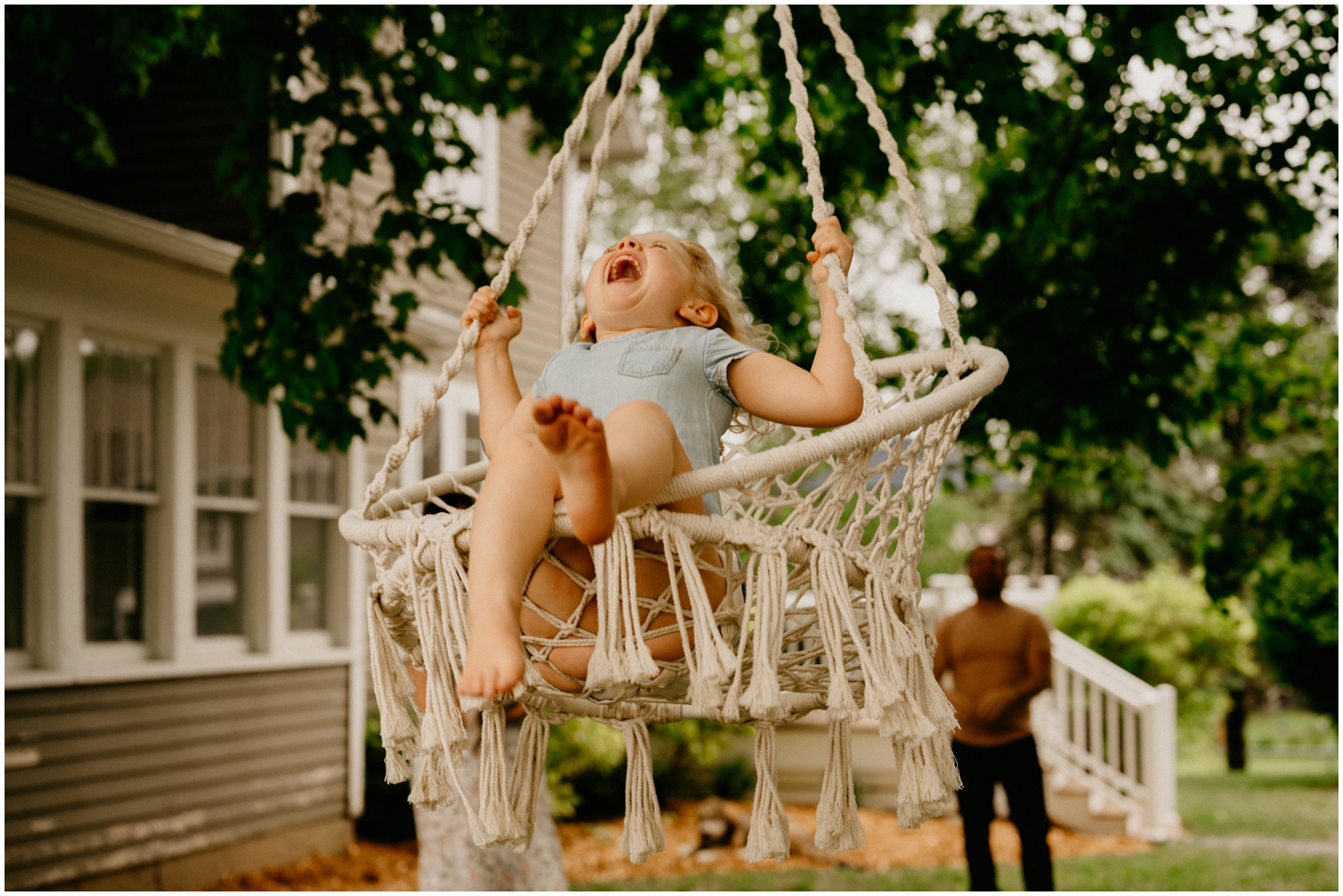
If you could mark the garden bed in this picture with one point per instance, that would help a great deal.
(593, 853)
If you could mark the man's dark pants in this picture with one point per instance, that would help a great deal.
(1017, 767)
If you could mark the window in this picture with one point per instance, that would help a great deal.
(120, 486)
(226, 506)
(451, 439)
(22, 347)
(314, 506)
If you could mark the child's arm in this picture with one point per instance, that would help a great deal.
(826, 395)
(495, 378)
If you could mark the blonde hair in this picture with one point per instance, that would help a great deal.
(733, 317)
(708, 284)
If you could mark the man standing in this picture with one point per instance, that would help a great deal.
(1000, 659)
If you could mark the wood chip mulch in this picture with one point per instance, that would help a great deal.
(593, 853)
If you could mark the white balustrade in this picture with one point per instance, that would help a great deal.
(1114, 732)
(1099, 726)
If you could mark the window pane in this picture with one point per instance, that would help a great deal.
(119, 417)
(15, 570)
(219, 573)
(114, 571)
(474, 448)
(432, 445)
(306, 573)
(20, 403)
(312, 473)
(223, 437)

* _What you have to do_:
Copy all of the records above word for word, and leave out the pictures.

* _Complete answer_:
If you could mark the garden bed in this picture with one point per instance, that would help a great deal.
(593, 853)
If you could mark the man's dark pants in this picture with one point per instance, that would help a great deal.
(1017, 767)
If you could mark the window in this picture with one point per instance, that would help a great deal.
(120, 486)
(226, 506)
(451, 439)
(22, 347)
(314, 506)
If you could mark the child's arm in this picture with one point per instance, that would help a great deal.
(826, 395)
(495, 378)
If you could mark the blonde hair in this picture with one point per instance, that would help a great deal.
(733, 317)
(708, 284)
If you could mark the man standing in this picture with one point per instance, that would help a great deal.
(1000, 659)
If you could mark the wood chip mulch in this picture with one point per instance, that would help a great deal.
(593, 853)
If you could mark the white balustrade in this picture with one point per instance, that would help a great deal.
(1114, 732)
(1099, 726)
If you could mark the window pane in this picture with one point per instance, that would help a great deal.
(119, 417)
(15, 570)
(219, 573)
(114, 571)
(474, 448)
(432, 445)
(306, 573)
(20, 403)
(312, 473)
(223, 437)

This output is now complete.